Selected excerpt:
━━━━━━━━━━━━━━━━

Its development in northern Russia was greatly promoted by Patriarch
Nikon who encouraged its use in churches, cathedrals, and monasteries
in Novgorod and Moscow. Its spread throughout Russia was greatly facilitated
through the publication of Nikolai Diletsky's Musical Grammar.
Diletsky, a Kievan musician who studied in Poland, first at Warsaw and
then at the Jesuit academy at Vilnius, was recruited from the southwest
and taught the art of composing Western-style polyphonic music in Smolensk
and Moscow.
Diletsky presented
two musical styles in his grammar, the kontsert and the kant. The
chief stylistic features of the kontsert were continuous alternation
of musical motives, canonic imitation, contrasting passage of solo
voices (concertino) with full choir (tutti) and a clear tonic-dominant
harmonic relationship. In time the kontserty grew larger and more
complex, employing dynamic and polychoral effects that many musicologists
are fond of comparing to the Gabrielli's Venetian works (without instruments,
of course).
The powerful injection
of Western influences, culture, and traditions begun with Peter the
Great, and the move of the Russian capitol from Moscow to St. Petersburg
resulted in a vast cultural transformation of the Russian mode of
life and had immense consequences for the development of Russian church
music. A stream of foreign craftsmen came into Russia during the first
half of the eighteenth century French, Italian and German architects,
German actors and musicians, Italian painters and composers
in order to teach the Russians the elements and techniques of their
skills.

━━━━━━━━━━━━━━━━

[Records for identifying positions]
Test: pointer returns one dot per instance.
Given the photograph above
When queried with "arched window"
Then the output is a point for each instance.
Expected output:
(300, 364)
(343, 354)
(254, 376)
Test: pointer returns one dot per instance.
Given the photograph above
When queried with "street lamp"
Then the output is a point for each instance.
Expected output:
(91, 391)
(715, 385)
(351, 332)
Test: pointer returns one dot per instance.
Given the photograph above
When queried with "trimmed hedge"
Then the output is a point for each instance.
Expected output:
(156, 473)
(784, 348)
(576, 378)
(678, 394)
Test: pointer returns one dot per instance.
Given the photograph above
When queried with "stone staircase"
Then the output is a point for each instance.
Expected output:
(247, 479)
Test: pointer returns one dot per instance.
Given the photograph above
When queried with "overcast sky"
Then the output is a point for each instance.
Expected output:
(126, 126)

━━━━━━━━━━━━━━━━

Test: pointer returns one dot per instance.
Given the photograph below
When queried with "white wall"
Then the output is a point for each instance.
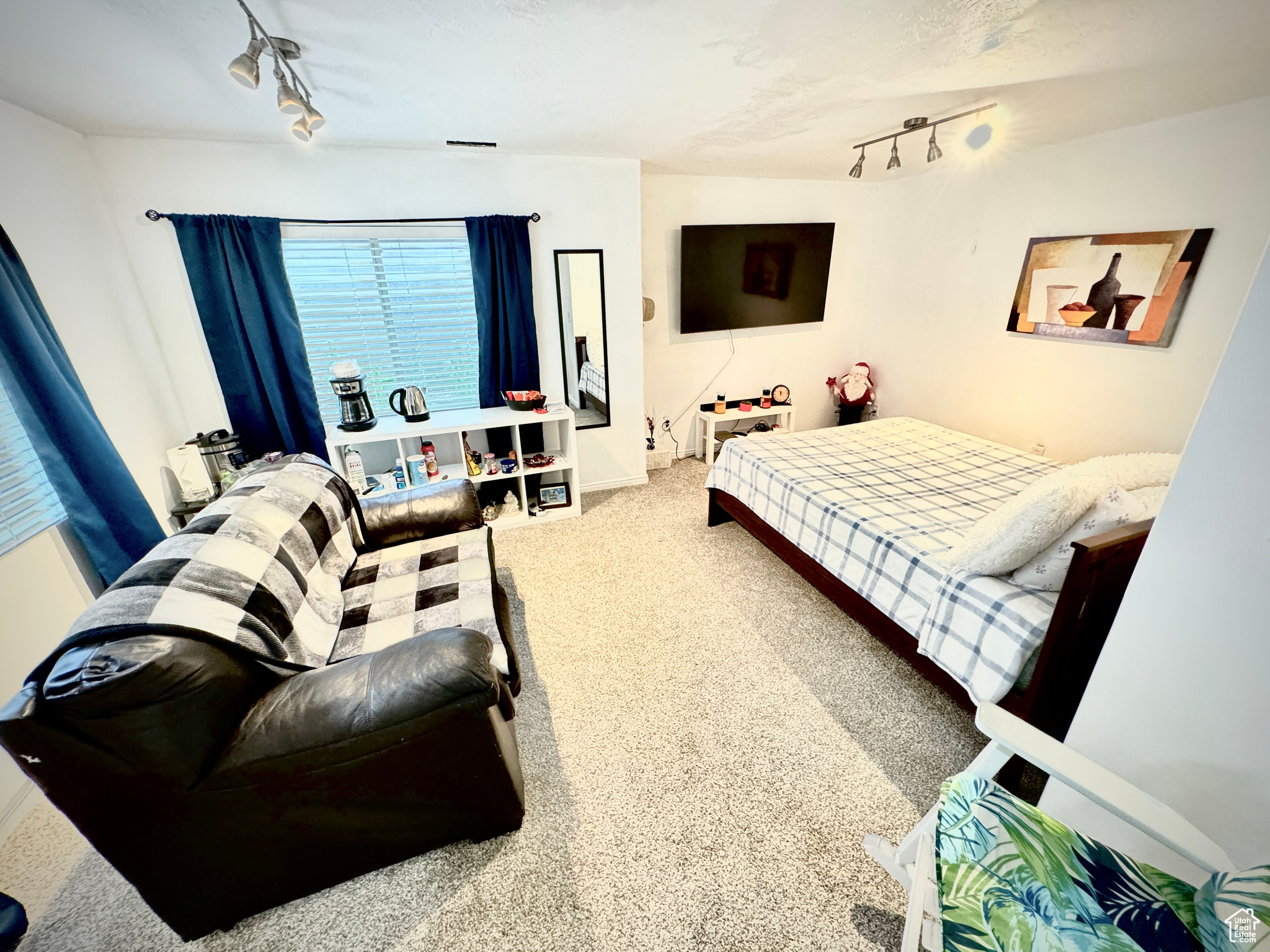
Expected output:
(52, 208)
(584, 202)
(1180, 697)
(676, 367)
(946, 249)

━━━━━━━━━━━━━━━━

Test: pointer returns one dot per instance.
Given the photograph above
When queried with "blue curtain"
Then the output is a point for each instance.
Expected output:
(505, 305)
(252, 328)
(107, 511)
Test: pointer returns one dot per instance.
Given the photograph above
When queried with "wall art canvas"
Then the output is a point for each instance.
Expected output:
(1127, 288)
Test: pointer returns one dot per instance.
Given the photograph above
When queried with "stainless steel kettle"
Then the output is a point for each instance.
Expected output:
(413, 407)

━━━━━━━━━━━━━━━━

Aim of the exercise: According to the excerpt on Russian church music, which two musical styles did Diletsky present in his grammar? The records can be left aside.

Solution: The kontsert and the kant.